Aufgaben:
**a)** Nennen Sie alle Zahlungszwecke, die Hikmet Ersek im Interview als Beispiele dafür aufzählt, wofür seine Kunden ihre Familien unterstützen.
**b)** Führen Sie das Interview mit Hikmet Ersek über Western Union im Anschluss an dessen letzten Satz weiter.

Textauszug:
-*-

Wien. Er verdient sein Geld mit Migranten, die Geld in ihre meist arme Heimat schicken. Hikmet Ersek ist seit fast neun Jahren Chef von Western Union und wurde heuer von der Wirtschaftsuniversität (WU) zum Manager des Jahres gekürt. Er wurde als Sohn einer Österreicherin und eines Türken in Istanbul geboren, hat in Wien studiert, eine Inderin geheiratet und lebt in den USA. Ein Gespräch über Mauern, Freiheit und das Geschäft mit den Armen.
"Wiener Zeitung": WU-Manager des Jahres, einziger Österreicher an der Spitze eines Fortune-500-Unternehmens in den USA, es läuft bei Ihnen . . .
Hikmet Ersek: Es war eine Überraschung, nach Jahren wieder etwas von der WU zu hören. (lacht) Ich fühle mich sehr geehrt.
Fällt es einem mehr als 100 Jahre alten Betrieb wie Western Union schwerer als anderen, auf den digitalen Fortschritt zu reagieren?
Das Unternehmen ist 167 Jahre jung. Und 167 Jahre lang haben wir uns immer wieder selbst kannibalisiert. Das Schlimmste, was einem Unternehmen passieren kann, ist, von außen Konkurrenz zu bekommen, aber sich nicht verändern zu wollen. Wir sind zum Beispiel weltweit Nummer eins bei mobilen Transaktionen. Wir waren einer der Ersten bei der Kryptowährung. Ich bin überzeugt davon, dass 49 Prozent
meiner Entscheidungen wirklich falsch sind. Es bleiben aber 51 Prozent richtige. Und dieses
eine Prozent macht einen Unterschied.
Ich war vor ein paar Jahren in einem der größten Roma-Ghettos am Balkan. Es gab dort keine einzige Bankfiliale, aber zwei Western-Union-Büros.
In diesem Fall haben die Roma dort nicht den gleichen Zugang zu Finanzdienstleistungen wie Sie und ich. Wir gehen eben dorthin, wo die anderen nicht hingehen. Unsere Kunden müssen Tag um Tag überleben und ihre Familien unterstützen; ob das Pensionsüberweisungen sind, Schulgeld, Arztrechnungen. Und es ist nichts Schlechtes dabei, dass wir sie unterstützen und gleichzeitig erfolgreich an der Börse Geld verdienen. Jetzt sagen Sie, eure Gebühren sind zu hoch und ihr macht Geld damit. Aber wir wären nicht im Roma-Bezirk, wenn wir als Unternehmer nicht auch Geld damit machen würden. Wir haben über eine halbe Million Geschäftsstellen weltweit, wir erreichen vier Milliarden Konten. Wir sind eben kein Ferrari oder Louis Vuitton.

-*-

Übungsdaten:

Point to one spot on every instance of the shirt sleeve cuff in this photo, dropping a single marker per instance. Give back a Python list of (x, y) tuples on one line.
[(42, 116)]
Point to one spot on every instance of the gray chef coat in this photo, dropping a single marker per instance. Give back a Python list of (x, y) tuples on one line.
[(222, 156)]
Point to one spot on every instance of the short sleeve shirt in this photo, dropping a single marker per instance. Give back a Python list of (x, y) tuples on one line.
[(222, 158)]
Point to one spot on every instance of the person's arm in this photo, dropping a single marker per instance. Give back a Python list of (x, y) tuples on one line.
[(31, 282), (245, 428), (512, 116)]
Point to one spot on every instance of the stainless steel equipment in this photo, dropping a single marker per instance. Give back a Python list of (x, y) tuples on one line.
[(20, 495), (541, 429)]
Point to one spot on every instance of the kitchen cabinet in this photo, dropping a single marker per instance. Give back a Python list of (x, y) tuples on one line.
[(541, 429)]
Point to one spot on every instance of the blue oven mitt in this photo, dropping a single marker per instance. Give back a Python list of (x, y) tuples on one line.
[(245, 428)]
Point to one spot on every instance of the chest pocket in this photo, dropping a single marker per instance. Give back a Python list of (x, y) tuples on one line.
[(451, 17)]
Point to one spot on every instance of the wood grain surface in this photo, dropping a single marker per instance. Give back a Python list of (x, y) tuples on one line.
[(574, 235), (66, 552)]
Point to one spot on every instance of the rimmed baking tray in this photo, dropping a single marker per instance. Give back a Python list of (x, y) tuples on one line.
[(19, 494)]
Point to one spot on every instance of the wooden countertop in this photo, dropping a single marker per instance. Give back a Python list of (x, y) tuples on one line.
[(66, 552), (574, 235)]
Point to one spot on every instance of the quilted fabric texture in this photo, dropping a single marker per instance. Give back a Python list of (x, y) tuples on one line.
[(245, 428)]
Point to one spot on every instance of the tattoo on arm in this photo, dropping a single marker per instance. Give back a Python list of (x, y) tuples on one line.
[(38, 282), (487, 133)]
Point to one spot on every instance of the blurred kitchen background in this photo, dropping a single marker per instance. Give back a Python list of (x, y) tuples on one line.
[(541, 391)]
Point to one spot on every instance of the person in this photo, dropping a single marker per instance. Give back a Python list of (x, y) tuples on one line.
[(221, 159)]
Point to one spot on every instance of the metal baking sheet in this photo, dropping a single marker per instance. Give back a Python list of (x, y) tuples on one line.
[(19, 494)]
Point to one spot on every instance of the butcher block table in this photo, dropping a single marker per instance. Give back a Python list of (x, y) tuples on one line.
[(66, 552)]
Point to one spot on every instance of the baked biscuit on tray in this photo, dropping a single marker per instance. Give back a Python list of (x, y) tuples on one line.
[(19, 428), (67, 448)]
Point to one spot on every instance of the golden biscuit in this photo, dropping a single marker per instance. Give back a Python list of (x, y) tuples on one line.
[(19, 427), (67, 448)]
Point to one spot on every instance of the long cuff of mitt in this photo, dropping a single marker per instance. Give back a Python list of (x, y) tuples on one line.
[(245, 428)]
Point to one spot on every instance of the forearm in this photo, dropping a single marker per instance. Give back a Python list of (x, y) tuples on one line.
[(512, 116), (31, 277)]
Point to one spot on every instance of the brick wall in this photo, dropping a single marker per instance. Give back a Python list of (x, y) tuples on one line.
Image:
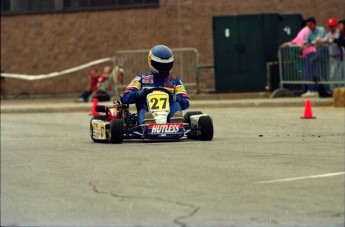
[(44, 43)]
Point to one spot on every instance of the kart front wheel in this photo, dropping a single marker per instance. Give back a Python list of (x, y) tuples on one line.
[(205, 128), (116, 131)]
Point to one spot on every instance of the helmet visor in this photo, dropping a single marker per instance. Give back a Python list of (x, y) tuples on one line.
[(162, 67)]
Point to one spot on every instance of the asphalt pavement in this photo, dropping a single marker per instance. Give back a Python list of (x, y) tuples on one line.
[(47, 104)]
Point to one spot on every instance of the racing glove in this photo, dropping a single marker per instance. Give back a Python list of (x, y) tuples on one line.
[(142, 93)]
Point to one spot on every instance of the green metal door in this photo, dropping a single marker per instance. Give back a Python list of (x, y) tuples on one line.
[(238, 53), (225, 35)]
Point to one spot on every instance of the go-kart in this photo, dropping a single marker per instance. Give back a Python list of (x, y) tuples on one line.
[(117, 123)]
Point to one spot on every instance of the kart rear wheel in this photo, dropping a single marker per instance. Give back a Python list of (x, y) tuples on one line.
[(205, 128), (116, 131), (103, 118), (187, 115)]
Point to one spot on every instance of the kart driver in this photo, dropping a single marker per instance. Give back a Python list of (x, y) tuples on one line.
[(161, 61)]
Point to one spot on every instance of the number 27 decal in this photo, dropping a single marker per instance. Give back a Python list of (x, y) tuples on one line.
[(160, 103)]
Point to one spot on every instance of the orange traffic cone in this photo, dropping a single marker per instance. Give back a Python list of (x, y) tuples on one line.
[(308, 114), (93, 108)]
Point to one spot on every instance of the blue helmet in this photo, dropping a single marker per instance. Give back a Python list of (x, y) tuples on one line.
[(161, 60)]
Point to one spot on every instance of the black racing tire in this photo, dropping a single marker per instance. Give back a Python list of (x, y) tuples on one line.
[(187, 115), (205, 128), (103, 118), (116, 131)]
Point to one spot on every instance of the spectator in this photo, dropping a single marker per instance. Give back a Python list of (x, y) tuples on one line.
[(340, 41), (332, 34), (316, 33), (334, 52), (93, 81), (297, 56)]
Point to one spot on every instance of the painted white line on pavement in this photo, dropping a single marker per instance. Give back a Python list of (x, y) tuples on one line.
[(302, 178)]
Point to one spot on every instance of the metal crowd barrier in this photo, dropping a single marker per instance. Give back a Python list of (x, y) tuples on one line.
[(325, 66), (134, 62)]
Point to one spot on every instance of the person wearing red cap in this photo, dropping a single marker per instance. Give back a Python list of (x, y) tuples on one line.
[(333, 33)]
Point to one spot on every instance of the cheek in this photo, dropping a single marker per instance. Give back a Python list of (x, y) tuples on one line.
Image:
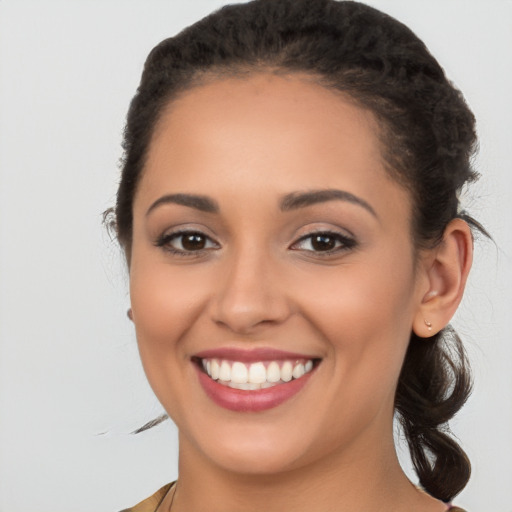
[(365, 312), (166, 303)]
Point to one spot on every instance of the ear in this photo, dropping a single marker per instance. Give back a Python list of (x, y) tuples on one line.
[(446, 270)]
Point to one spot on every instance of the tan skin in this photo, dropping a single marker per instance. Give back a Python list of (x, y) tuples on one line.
[(259, 281)]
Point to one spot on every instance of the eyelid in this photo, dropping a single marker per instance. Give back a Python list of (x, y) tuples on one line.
[(346, 242), (165, 239)]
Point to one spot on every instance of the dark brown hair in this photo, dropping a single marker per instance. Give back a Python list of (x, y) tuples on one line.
[(428, 136)]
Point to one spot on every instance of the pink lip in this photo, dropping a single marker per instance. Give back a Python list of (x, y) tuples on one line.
[(250, 356), (250, 401)]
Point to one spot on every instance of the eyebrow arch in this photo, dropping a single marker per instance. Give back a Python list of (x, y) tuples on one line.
[(302, 199), (202, 203)]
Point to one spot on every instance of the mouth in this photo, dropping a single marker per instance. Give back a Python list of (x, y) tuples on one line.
[(256, 375), (254, 380)]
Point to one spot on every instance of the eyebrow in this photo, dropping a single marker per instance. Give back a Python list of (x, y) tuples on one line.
[(202, 203), (297, 200), (289, 202)]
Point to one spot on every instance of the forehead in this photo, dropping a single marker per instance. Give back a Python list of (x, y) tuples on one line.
[(267, 133)]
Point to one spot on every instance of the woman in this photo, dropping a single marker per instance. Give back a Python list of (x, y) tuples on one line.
[(289, 212)]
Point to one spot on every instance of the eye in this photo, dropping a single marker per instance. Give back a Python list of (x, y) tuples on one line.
[(324, 242), (184, 242)]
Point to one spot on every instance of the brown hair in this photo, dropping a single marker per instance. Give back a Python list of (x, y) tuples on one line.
[(429, 137)]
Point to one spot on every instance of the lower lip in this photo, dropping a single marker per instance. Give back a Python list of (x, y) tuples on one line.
[(251, 401)]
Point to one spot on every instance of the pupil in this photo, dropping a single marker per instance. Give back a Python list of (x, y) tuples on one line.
[(193, 242), (323, 243)]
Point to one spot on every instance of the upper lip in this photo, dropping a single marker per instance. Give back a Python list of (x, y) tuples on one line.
[(250, 355)]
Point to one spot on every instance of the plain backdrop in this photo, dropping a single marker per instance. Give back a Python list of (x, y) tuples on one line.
[(71, 385)]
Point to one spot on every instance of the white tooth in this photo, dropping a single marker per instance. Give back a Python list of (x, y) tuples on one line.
[(246, 386), (286, 371), (273, 372), (298, 371), (239, 373), (257, 373), (225, 371), (215, 369)]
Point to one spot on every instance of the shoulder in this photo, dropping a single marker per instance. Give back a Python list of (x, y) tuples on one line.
[(151, 504)]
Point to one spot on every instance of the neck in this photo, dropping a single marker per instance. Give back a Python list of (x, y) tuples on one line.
[(357, 479)]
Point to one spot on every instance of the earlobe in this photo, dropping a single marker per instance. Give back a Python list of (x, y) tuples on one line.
[(447, 272)]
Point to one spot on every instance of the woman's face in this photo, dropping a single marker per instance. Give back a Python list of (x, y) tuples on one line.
[(269, 242)]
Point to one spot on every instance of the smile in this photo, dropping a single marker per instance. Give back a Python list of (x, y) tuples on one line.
[(256, 375), (253, 380)]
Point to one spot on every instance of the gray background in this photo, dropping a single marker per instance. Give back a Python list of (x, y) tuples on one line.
[(71, 385)]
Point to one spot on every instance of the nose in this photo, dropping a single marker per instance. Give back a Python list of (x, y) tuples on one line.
[(250, 294)]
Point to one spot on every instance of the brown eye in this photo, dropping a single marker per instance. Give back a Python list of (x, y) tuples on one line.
[(186, 242), (323, 242), (193, 242)]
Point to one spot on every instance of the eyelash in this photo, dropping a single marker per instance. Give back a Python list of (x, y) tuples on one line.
[(342, 243)]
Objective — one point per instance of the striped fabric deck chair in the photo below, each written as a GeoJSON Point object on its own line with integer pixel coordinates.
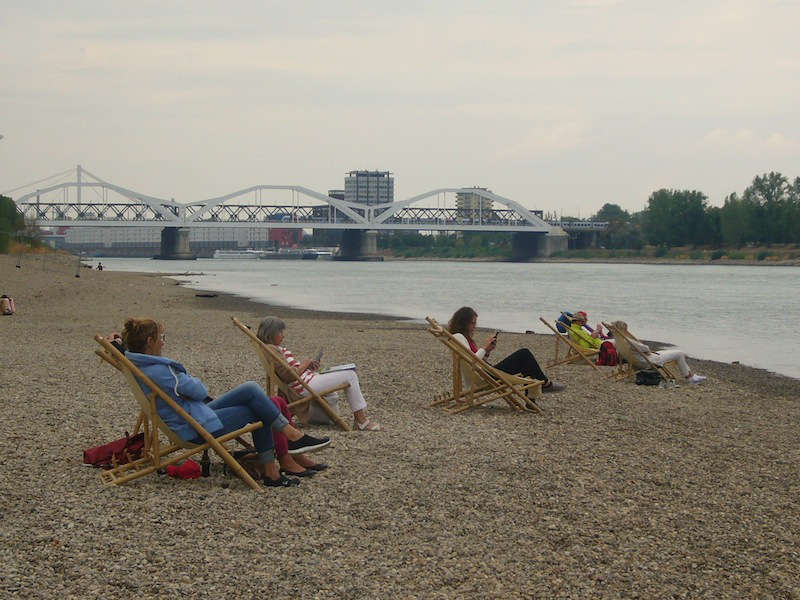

-*-

Ergebnisse in Reihenfolge:
**a)** Pensionsüberweisungen, Schulgeld, Arztrechnungen

**b)**
Sie verdienen Ihr Geld mit Migranten. Wie beurteilen Sie die aktuellen Abschottungstendenzen in den USA und in einigen EU-Ländern?
Es tut mir leid, dass jetzt Mauern hochgezogen werden. Die Globalisierung hat weltweit viele Jobs geschaffen und vielen Menschen Wohlstand gebracht. Aber sie ist jahrelang von Konzernen und Regierungen getrieben worden. Derzeit nimmt sich die Globalisierung ein Time-out und sagt: Ich muss mich neu orientieren. Und diese Neuorientierung wird von sehr vielen Nationalisten und Populisten genutzt, um Mauern zu bauen. Aber keine Mauer ist groß genug, um die Freiheit der Menschen zu stoppen. Insbesondere im Zeitalter der Digitalisierung und der Netzwerke. Es ist sehr gefährlich, was manche EU-Mitglieder machen, auch Österreich unter anderem. Dass man den UN-Migrationspakt nicht unterschreiben will, sehe ich sehr kritisch. Ungarn, die USA, sind Länder, die derzeit Schlagzeilen machen, aber ich bin optimistisch und hoffe, dass es nur Schlagzeilen sind. Die Chinesische Mauer hat auch nur ungefähr 30 Jahre gehalten, die Berliner Mauer ebenso. Unsere Probleme sind nicht mehr lokal, sie sind global - Frauengleichheit, Arbeitslosigkeit, Umweltschutz, demografische Probleme. Sie können keine Mauer in Ungarn bauen und sagen, das alles geht mich nichts mehr an.